PROBLEM TO SOLVE — Recast the stretch of records from the line containing "white lower cabinet." through the line containing "[315,862,590,1165]" as a numbered list, one line per item, with blank lines left out.

-- Start RECORDS --

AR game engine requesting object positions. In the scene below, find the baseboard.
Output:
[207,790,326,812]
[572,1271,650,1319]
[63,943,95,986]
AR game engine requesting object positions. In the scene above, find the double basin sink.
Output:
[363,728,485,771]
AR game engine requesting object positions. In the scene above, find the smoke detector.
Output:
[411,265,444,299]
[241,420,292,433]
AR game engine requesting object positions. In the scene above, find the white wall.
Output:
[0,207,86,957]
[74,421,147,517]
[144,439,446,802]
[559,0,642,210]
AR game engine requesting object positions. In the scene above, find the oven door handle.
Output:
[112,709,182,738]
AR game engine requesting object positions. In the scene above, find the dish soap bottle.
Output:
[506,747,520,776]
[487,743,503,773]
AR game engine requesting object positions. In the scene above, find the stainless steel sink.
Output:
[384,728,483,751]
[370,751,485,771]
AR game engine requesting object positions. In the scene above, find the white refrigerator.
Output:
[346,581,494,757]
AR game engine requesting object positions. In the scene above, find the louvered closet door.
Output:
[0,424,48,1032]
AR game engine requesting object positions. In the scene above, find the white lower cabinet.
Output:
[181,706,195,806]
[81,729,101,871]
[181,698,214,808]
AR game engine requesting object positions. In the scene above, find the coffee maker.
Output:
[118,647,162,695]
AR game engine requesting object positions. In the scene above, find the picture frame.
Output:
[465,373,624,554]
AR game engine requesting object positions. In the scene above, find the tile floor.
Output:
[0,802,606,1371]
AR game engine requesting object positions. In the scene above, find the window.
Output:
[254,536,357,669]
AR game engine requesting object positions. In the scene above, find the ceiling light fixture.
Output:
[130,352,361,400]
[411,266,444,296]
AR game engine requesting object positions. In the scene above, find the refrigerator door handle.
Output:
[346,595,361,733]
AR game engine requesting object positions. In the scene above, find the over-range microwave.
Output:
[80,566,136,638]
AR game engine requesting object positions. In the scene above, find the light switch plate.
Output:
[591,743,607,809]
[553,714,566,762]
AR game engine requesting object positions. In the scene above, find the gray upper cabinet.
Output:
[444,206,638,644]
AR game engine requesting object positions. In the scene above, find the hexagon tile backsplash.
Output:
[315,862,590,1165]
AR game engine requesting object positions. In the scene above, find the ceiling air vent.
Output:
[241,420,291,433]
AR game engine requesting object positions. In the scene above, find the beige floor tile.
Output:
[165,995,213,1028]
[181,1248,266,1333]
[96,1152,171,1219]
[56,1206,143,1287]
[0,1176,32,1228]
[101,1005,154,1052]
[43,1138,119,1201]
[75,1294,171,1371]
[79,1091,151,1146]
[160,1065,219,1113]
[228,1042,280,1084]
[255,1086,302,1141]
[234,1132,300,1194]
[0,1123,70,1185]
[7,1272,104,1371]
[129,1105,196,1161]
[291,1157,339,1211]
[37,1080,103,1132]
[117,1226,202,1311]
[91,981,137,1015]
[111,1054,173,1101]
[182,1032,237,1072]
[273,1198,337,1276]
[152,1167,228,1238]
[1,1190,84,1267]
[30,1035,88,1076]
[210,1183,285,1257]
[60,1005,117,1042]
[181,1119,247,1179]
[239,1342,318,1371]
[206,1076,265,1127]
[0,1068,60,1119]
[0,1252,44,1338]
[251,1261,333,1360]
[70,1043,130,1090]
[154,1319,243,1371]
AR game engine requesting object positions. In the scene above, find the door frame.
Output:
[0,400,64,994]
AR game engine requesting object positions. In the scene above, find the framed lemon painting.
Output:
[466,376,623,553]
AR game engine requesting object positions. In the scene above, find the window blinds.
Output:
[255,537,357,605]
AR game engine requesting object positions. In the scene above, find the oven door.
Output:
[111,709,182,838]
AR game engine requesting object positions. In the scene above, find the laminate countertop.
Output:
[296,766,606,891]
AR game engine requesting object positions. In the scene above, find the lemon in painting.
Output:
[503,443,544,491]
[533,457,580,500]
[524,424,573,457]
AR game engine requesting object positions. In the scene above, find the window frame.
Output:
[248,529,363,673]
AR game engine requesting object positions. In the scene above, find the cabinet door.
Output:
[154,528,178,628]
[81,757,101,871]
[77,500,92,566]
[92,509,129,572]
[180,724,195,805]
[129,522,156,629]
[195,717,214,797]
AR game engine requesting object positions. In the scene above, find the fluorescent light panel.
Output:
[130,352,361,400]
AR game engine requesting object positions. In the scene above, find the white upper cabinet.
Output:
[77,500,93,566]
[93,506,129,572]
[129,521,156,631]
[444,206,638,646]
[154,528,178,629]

-- End RECORDS --

TASK ANSWER —
1. AR game engine requesting object positions. In the scene above, find the white lower cabinet.
2. Output:
3. [181,706,195,806]
4. [81,729,101,871]
5. [181,698,214,808]
6. AR game engine requesting object positions. In the scene above, find the coffee maker.
7. Output:
8. [118,647,162,695]
9. AR game engine requesting object positions. In the scene above, find the picture frame.
10. Output:
11. [465,373,624,554]
12. AR game engine requesting object positions. In the scene above, find the tile floor.
13. Output:
14. [0,802,606,1371]
15. AR game engine requesting object positions. In the scene above, find the window.
16. Output:
17. [254,536,357,669]
18. AR game engine requesting object positions. In the scene above, find the ceiling light fixture.
19. Output:
20. [130,352,361,400]
21. [411,266,444,296]
22. AR game engine requesting object positions. In the scene above, find the refrigerator door handle.
23. Output:
24. [346,595,361,733]
25. AR game engine requesting object positions. In the scene above, find the over-range microwave.
26. Output:
27. [80,566,136,638]
28. AR game engine requesting object positions. In the scene above, find the light switch plate.
29. Output:
30. [591,743,607,809]
31. [553,714,566,762]
32. AR game engine requesting object positions. In the scene above, find the gray upper cabinet.
33. Output:
34. [444,206,638,644]
35. AR game engine requesting object positions. In the scene above, find the hexagon tile backsplash.
36. Output:
37. [315,862,590,1165]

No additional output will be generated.